»»
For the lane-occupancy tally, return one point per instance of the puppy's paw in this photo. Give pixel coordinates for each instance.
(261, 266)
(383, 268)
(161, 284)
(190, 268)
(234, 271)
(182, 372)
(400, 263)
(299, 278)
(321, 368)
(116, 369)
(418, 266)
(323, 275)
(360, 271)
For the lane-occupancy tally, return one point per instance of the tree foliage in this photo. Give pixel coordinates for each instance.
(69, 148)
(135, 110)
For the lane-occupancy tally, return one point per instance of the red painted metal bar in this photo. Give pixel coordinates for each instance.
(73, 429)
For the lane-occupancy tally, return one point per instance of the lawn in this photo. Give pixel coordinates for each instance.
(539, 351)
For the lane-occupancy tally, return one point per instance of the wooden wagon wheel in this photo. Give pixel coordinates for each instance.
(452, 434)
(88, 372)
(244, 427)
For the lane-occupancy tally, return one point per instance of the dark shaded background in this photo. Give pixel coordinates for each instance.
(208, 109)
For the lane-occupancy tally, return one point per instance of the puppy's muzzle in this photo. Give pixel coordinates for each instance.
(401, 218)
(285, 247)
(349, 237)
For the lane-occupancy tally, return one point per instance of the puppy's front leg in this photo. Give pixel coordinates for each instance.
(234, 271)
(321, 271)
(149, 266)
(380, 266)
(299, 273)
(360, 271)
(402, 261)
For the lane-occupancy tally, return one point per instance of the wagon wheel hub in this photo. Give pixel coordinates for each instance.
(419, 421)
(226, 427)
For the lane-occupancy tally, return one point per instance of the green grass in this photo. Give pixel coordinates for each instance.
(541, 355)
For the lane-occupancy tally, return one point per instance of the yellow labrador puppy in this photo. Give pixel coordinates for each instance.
««
» Written task
Render the listing above as a Markdown table with the columns "No." and "Entry", numbering each line in order and omitting any blank lines.

» Written solution
| No. | Entry |
|---|---|
| 1 | For the lane-occupancy tally, return one point per instance of the puppy's paw in this photo. Give pixel coordinates for each instance. |
| 2 | (261, 266) |
| 3 | (383, 268) |
| 4 | (161, 284) |
| 5 | (190, 268) |
| 6 | (234, 271) |
| 7 | (182, 372) |
| 8 | (400, 263) |
| 9 | (299, 278) |
| 10 | (321, 368) |
| 11 | (116, 369) |
| 12 | (418, 266) |
| 13 | (323, 275) |
| 14 | (360, 271) |
| 15 | For the lane-occupancy tally, return one point per instance of the tree foliage in this photo. Give pixel coordinates for each instance. |
| 16 | (69, 148) |
| 17 | (135, 110) |
| 18 | For the lane-occupancy tally, return one point per instance of the red painted metal bar in this photo. Give pixel coordinates for each instance. |
| 19 | (73, 429) |
| 20 | For the lane-occupancy tally, return one point per instance of the lawn in this photo. Give pixel coordinates for each instance. |
| 21 | (539, 351) |
| 22 | For the lane-occupancy tally, return one point per instance of the wooden wagon wheel in this photo. Give pixel coordinates for each instance. |
| 23 | (452, 434) |
| 24 | (88, 372) |
| 25 | (244, 427) |
| 26 | For the lane-occupancy tally, return one point per instance of the dark shaded background in this photo. Give pixel coordinates for each instance. |
| 27 | (208, 109) |
| 28 | For the lane-occupancy tally, return one point per instance of the puppy's muzzle in this photo. Give pixel coordinates for each instance. |
| 29 | (401, 218) |
| 30 | (285, 247) |
| 31 | (349, 237) |
| 32 | For the lane-occupancy tally, return one point per instance of the puppy's front leg in this photo. Give pixel coordinates for each instance. |
| 33 | (234, 271) |
| 34 | (321, 271) |
| 35 | (149, 266) |
| 36 | (380, 266) |
| 37 | (299, 273) |
| 38 | (360, 271) |
| 39 | (402, 261) |
| 40 | For the lane-occupancy tally, return one point per instance of the wagon wheel hub in this photo. Give pixel coordinates for each instance. |
| 41 | (419, 421) |
| 42 | (226, 427) |
| 43 | For the lane-occupancy tally, return one point per instance of the green grass in this photo. Give pixel coordinates for each instance. |
| 44 | (541, 355) |
| 45 | For the lane-occupancy tally, return one point per instance of the yellow labrador puppy in this photo. Give pixel coordinates for each instance. |